Items.
####################

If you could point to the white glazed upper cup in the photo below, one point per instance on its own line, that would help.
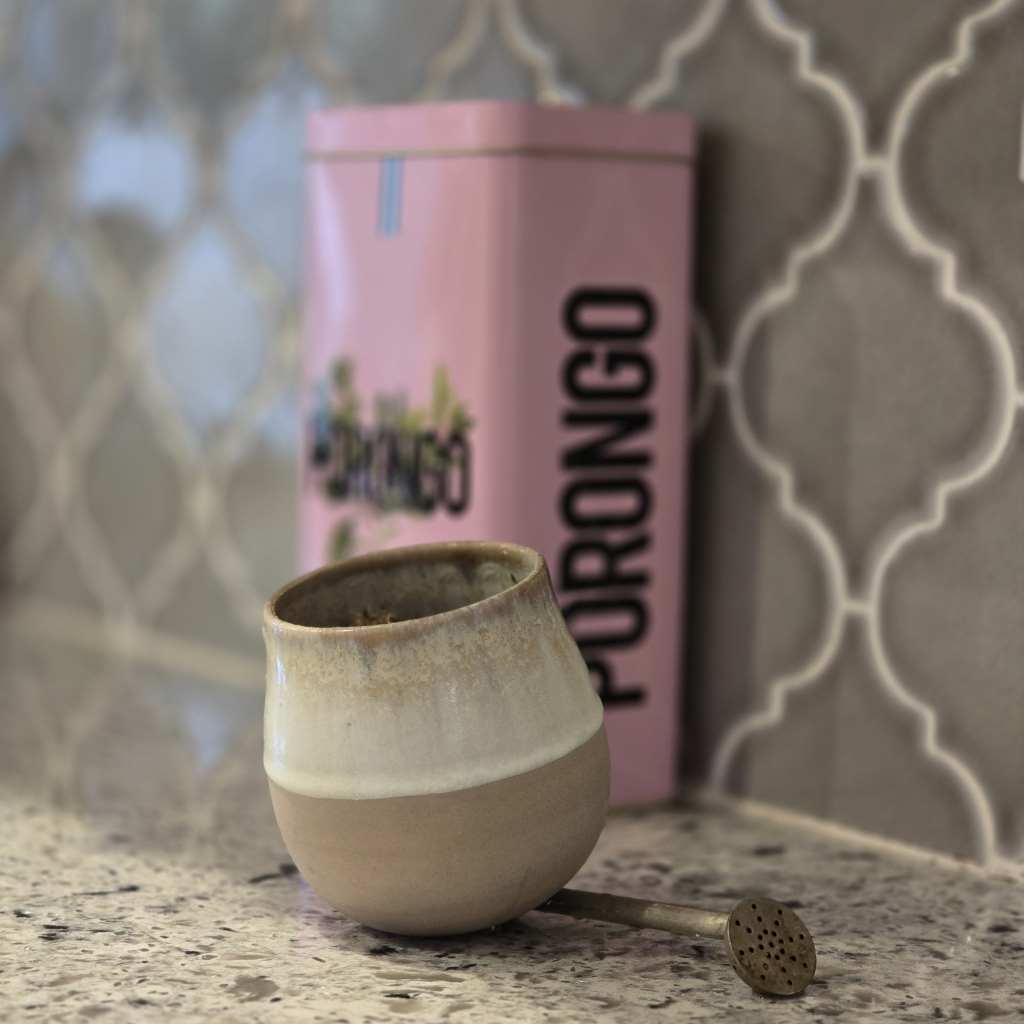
(478, 680)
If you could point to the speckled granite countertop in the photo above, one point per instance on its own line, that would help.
(141, 873)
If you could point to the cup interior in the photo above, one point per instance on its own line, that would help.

####################

Task statement.
Copy every line of the records above word for word, leaving out the pictures.

Complete output.
If you could point to the white glazed upper cup in the photo below, one point per instance on its own line, that would help.
(478, 680)
If you could point to the speckled granite countertop in the photo above, one point per instance on its own line, that would help.
(141, 873)
If you could point to the cup interior in the photo above, one point per instance on its own line, that would help.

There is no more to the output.